* start Records shown *

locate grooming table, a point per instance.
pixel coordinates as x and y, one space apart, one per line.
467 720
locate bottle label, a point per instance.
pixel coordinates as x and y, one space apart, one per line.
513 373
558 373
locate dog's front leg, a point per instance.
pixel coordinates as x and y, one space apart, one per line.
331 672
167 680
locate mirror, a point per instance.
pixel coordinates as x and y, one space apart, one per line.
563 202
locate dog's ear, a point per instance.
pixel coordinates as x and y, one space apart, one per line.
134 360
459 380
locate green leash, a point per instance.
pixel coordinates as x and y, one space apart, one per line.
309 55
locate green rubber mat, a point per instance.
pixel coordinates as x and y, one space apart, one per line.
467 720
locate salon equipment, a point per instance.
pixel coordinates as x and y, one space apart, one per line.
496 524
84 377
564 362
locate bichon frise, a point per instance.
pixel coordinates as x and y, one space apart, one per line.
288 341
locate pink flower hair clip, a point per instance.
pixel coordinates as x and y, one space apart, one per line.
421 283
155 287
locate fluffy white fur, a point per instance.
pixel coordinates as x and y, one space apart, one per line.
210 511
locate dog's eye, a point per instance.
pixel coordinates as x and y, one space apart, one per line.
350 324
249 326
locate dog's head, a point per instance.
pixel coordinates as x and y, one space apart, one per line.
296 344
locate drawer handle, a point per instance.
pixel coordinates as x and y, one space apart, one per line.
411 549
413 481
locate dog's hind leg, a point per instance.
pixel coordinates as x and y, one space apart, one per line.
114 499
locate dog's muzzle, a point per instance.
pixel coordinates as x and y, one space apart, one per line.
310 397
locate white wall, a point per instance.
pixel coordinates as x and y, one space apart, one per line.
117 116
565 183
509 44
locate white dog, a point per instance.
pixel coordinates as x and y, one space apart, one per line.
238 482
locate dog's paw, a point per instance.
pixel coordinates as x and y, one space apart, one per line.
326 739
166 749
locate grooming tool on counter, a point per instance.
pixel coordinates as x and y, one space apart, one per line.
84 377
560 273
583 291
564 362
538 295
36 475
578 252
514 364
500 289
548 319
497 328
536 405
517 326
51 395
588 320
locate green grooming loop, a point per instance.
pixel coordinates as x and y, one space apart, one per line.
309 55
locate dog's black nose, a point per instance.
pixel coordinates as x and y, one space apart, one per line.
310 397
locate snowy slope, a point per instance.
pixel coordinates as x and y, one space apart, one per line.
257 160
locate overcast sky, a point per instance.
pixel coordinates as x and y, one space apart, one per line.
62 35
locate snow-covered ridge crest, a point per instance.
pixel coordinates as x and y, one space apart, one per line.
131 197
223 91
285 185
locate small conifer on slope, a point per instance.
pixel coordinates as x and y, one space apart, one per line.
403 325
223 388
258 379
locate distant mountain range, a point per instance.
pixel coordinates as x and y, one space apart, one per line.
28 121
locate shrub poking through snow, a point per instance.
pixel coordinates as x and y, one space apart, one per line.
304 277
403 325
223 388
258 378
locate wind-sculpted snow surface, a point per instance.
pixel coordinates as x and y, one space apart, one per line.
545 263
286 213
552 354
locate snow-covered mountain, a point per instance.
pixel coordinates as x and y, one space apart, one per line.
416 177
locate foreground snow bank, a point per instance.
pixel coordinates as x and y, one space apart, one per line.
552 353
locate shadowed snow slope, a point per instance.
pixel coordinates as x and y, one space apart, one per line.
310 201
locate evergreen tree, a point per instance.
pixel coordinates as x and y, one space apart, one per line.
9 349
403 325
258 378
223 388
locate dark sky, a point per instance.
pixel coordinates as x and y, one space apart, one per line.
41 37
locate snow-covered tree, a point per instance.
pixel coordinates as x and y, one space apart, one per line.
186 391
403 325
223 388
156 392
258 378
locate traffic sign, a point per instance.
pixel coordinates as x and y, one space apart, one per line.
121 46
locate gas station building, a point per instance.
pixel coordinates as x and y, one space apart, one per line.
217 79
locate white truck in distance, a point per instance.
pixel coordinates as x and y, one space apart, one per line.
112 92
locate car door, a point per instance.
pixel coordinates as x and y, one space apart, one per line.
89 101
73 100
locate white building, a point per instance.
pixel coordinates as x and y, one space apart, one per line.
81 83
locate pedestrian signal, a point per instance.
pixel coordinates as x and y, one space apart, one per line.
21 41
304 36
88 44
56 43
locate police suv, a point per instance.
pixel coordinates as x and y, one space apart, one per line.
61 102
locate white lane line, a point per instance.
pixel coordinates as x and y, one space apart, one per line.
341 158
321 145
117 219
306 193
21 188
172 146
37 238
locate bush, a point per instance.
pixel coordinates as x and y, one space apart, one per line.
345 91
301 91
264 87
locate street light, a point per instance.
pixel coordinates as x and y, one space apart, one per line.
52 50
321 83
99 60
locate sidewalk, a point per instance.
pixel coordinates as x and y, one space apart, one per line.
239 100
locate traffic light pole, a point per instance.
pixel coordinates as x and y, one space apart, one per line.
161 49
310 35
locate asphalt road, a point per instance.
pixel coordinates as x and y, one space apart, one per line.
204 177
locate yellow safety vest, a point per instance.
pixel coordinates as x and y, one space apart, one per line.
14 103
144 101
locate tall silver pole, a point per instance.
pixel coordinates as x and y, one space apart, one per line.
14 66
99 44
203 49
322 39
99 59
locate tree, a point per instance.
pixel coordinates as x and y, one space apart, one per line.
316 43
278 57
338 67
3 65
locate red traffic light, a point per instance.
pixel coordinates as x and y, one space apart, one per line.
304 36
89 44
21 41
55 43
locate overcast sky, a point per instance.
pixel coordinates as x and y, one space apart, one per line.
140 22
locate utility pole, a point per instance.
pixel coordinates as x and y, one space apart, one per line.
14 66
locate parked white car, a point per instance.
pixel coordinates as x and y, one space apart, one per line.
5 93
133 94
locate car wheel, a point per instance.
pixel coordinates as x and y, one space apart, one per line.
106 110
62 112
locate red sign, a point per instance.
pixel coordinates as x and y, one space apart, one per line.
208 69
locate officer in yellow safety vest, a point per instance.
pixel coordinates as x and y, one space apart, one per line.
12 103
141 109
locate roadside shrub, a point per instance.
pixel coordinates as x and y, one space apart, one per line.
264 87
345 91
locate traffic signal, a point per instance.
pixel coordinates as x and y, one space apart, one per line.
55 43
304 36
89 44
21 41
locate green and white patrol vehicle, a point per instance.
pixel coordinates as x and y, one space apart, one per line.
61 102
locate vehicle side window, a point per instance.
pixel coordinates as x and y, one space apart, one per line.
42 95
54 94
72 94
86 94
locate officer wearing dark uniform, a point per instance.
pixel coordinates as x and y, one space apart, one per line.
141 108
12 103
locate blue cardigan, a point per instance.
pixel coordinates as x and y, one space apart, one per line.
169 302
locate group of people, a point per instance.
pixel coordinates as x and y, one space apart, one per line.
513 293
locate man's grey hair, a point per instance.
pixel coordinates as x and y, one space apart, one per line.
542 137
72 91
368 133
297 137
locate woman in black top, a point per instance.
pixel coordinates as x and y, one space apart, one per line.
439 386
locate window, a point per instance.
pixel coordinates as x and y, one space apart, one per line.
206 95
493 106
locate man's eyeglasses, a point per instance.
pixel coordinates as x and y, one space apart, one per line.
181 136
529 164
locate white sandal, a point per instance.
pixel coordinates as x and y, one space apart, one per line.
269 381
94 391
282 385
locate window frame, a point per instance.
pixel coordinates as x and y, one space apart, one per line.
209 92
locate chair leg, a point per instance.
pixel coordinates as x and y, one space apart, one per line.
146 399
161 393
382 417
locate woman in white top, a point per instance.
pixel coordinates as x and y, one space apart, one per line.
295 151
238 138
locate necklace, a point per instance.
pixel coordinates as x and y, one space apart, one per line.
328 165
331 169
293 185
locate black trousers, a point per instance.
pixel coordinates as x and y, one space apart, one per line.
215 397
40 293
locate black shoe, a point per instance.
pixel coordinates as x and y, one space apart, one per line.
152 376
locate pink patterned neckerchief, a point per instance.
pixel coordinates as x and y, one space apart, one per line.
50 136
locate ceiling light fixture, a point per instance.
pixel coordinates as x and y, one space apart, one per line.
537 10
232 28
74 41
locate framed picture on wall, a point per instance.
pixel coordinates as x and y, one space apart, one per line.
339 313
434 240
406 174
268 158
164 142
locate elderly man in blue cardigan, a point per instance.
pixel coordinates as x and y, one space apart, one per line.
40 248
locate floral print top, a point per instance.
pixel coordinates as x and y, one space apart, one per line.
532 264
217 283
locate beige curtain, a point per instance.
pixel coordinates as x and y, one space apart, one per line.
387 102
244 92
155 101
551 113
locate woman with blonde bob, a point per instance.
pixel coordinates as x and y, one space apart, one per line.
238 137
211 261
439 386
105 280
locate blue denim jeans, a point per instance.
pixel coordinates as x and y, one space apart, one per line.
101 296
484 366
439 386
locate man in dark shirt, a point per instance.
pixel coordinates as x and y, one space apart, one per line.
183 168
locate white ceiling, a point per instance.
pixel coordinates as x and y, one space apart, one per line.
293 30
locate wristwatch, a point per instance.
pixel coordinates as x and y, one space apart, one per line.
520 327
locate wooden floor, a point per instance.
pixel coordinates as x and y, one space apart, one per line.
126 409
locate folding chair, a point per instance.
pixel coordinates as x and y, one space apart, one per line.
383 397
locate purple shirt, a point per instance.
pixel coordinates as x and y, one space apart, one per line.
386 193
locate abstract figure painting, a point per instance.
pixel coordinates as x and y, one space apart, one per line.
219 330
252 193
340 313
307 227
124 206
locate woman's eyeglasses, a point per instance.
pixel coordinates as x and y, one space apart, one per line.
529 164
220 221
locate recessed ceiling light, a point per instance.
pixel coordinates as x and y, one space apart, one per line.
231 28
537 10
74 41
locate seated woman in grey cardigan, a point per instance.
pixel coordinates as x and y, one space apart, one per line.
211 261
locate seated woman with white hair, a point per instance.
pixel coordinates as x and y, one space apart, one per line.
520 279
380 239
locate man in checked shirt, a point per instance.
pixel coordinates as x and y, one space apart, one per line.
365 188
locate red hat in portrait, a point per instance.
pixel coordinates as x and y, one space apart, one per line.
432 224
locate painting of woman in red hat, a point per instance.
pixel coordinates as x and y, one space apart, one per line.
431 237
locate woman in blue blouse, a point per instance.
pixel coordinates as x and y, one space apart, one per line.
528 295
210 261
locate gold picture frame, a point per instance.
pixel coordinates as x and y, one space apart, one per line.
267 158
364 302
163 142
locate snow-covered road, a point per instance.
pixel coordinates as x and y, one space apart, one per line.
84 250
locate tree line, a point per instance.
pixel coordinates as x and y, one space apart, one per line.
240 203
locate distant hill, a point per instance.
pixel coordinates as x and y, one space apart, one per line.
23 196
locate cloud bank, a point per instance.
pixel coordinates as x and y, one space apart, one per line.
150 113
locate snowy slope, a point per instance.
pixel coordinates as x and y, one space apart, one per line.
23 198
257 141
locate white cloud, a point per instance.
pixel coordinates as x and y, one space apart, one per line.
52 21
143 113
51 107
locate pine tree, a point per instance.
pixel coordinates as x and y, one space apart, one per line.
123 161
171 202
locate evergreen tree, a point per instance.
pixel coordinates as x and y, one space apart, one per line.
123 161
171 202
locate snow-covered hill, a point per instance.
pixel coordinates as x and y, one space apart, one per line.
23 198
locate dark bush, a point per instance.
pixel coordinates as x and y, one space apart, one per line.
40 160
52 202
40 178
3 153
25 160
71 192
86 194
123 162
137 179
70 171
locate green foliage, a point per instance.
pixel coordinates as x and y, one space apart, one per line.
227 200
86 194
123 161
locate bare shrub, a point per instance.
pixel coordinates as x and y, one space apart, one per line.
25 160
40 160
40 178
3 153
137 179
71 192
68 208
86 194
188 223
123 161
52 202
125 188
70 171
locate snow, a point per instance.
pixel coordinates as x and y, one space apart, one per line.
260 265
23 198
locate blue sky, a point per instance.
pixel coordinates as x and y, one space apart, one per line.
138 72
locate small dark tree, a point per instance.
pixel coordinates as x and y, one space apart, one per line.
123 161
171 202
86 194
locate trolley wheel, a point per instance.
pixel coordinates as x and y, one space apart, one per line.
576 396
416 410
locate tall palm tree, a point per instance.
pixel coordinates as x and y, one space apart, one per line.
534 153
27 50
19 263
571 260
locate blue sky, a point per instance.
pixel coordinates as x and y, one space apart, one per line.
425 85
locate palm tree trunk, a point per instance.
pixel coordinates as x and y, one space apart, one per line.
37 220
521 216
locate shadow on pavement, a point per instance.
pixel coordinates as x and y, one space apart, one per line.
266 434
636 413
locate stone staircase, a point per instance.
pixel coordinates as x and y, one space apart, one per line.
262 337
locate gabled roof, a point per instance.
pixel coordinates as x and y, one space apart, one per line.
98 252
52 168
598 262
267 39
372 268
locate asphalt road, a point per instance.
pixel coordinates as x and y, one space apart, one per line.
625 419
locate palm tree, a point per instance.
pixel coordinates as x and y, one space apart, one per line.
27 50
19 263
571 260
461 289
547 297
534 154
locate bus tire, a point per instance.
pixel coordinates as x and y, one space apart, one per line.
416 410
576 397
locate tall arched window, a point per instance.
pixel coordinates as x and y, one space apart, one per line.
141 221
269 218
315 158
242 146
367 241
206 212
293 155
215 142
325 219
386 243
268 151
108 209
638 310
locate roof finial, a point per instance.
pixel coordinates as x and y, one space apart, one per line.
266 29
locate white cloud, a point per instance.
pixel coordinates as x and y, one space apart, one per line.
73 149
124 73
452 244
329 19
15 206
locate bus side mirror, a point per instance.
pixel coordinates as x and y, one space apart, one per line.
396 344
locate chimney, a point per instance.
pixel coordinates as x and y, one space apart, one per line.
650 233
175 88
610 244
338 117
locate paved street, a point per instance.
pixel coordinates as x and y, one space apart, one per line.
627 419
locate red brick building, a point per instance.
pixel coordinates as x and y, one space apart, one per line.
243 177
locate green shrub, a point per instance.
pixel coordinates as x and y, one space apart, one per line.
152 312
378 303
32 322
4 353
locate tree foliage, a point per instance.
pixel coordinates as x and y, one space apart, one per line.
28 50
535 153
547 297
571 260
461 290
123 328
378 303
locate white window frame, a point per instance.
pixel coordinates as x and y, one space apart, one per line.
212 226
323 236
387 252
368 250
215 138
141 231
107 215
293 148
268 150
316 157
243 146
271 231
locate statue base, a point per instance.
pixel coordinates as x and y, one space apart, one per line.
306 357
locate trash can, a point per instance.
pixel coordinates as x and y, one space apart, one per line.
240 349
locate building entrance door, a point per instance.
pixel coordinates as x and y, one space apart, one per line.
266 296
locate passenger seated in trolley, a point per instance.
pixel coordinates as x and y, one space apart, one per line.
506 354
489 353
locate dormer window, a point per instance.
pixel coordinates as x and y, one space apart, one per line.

* end Records shown *

Problem —
The required output is the exact sequence of lines from the one containing "locate tree foliage, a point per instance." through the end of the listing, both endpoints included.

Output of the task —
locate tree foliage, a point per instance.
pixel coordinates as x and y, one space apart, one per line.
28 50
535 153
547 297
571 260
461 290
123 328
378 303
locate white window frame, a point per instance.
pixel coordinates as x and y, one space apart, one per line.
212 226
323 236
387 252
368 250
215 138
141 231
107 215
293 148
268 150
316 157
243 146
271 231
locate statue base, a point per instance.
pixel coordinates as x and y, one space apart, one per line.
306 357
locate trash can, a point per instance.
pixel coordinates as x and y, one space apart, one per line.
240 349
locate building entrance door, a point per instance.
pixel coordinates as x and y, one space apart, one per line.
266 296
locate passenger seated in trolley, a point per instance.
pixel coordinates as x and y, one space apart, one per line.
506 354
489 353
locate dormer window, a point per instance.
pixel coordinates as x and y, one space apart, one per line.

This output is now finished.